> **Extracted data**:
*-*-*
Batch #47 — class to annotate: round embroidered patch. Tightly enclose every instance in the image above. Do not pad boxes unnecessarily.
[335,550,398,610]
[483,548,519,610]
*-*-*
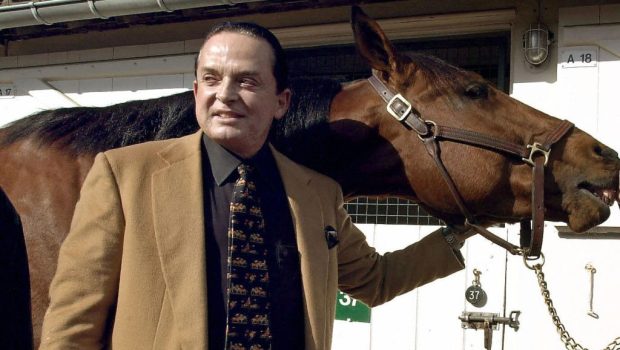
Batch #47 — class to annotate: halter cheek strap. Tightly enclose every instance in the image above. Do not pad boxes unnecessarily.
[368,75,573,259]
*-*-*
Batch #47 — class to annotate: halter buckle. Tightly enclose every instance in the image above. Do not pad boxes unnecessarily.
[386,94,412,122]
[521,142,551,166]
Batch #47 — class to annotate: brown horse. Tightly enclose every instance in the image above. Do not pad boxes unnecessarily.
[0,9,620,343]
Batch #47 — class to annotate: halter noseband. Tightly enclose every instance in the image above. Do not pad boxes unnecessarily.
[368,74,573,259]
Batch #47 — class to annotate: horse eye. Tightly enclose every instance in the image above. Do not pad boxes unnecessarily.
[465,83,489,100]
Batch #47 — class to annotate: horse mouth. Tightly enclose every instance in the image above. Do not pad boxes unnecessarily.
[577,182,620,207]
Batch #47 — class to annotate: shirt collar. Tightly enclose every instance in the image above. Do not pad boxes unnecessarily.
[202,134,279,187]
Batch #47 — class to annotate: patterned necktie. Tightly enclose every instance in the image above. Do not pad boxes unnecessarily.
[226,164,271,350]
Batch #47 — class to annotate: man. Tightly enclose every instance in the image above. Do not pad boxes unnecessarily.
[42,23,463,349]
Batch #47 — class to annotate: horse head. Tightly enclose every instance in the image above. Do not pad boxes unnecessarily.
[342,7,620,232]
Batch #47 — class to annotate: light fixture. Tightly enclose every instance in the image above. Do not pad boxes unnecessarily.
*-*-*
> **What to do**:
Rewrite the listing from the line that contains "Batch #47 — class to annotate: round" through the line that contains "[483,548,519,610]", replacing "embroidered" with "stitched" and leaving all else unchanged.

> **Problem solution**:
Batch #47 — class to annotate: round stitched patch. Tightly enclose every instance in the image above. Do not pad boxes unnecessarily.
[335,550,398,610]
[483,548,519,610]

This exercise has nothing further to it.